Exercise requirements:
Nothing but the lines from the one containing "Note: in this drill the class marks the man wearing" through the final line of the listing should appear in the answer, each exactly as written.

══════

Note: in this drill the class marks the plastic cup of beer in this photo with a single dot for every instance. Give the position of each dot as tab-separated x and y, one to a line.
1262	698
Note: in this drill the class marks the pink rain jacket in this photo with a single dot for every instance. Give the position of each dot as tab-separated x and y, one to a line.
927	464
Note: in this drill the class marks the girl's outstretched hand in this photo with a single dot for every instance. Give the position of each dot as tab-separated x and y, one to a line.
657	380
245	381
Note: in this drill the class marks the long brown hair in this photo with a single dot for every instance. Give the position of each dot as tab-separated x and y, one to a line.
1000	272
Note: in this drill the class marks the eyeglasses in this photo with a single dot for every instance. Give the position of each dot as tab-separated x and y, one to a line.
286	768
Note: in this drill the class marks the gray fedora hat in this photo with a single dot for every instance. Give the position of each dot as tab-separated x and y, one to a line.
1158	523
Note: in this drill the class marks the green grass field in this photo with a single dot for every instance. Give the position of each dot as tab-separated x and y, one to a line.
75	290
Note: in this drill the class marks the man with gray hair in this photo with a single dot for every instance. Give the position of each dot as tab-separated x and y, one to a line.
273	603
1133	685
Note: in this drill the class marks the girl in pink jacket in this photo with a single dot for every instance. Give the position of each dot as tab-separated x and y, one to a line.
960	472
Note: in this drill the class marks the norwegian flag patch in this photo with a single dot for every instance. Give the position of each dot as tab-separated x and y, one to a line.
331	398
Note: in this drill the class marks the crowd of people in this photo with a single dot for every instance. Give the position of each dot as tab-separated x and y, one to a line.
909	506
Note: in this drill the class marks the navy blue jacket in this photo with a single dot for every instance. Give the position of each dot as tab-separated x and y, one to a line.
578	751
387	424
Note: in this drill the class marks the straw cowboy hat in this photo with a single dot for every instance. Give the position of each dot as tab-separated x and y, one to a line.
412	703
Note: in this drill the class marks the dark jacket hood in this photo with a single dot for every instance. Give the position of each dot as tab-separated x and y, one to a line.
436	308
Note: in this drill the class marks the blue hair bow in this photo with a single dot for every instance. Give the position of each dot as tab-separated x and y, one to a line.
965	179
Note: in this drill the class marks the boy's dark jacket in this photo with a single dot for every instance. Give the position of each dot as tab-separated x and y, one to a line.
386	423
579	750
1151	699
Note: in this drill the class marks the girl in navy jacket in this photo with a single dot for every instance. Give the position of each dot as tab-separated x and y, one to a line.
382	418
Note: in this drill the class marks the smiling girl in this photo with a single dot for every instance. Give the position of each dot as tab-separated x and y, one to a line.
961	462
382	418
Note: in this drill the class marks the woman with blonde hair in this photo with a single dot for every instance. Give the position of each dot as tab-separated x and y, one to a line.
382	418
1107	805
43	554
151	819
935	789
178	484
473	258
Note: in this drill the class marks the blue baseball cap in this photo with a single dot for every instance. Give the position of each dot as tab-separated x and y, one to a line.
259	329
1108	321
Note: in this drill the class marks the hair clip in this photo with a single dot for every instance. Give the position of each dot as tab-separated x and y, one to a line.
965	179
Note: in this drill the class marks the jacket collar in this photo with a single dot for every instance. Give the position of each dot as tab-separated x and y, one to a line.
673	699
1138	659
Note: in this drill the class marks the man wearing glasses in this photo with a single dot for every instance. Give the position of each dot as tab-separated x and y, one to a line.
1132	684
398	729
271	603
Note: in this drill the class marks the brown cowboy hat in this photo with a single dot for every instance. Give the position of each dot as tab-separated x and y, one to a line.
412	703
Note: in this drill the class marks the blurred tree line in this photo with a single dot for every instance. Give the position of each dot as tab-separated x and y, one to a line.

══════

Answer section:
Note: in this drill the class marks the man wearing glasses in this photo with a single dot for every instance. Give the position of each dot as tab-separated x and y, one to a line.
1132	684
398	729
271	603
Note: in this drill the class marks the brown cowboy hat in this photo with a single dot for every instance. Give the position of each dot as tab-separated x and y, one to a line.
412	703
Note: in this drill the class marks the blurred tree line in this photo with a single dot for every instance. Give the position of each dot as tab-separated x and y, one to a line.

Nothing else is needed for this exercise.